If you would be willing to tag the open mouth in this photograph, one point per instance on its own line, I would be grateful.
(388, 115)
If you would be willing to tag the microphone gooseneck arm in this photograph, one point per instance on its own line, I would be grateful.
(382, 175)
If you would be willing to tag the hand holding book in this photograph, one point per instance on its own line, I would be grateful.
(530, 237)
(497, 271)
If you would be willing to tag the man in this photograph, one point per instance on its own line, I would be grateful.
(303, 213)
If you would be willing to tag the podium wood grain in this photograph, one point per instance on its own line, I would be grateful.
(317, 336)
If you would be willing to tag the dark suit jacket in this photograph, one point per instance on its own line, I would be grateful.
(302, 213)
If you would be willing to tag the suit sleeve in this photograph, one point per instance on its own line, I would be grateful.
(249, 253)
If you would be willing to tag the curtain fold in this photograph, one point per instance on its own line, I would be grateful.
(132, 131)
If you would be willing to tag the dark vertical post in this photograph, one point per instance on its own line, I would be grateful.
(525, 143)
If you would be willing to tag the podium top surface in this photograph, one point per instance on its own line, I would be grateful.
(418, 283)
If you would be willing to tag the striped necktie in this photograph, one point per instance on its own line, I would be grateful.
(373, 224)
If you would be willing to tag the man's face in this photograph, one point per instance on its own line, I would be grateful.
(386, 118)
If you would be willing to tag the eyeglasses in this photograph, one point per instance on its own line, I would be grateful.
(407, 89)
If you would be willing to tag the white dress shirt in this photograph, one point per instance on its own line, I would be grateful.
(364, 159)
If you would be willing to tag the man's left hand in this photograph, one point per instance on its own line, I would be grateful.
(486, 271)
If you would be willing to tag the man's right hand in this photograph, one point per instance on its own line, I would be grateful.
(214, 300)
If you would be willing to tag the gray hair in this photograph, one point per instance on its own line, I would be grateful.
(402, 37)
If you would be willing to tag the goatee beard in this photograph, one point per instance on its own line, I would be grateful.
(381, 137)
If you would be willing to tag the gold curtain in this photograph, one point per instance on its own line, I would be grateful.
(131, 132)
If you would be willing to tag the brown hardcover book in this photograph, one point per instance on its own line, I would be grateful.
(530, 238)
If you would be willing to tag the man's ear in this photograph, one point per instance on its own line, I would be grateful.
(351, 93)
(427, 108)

= = = =

Format the data from the line containing "If you would be willing to tag the brown" through the end of the data, both included, as a numbered list, omitting any blank lines.

1. If you would be willing to tag the brown hardcover book in this photograph, one point per instance on its own line, I would be grateful.
2. (530, 238)
3. If you would be willing to tag the man's ear in this photograph, one point per instance on its own line, I would be grateful.
4. (351, 93)
5. (427, 108)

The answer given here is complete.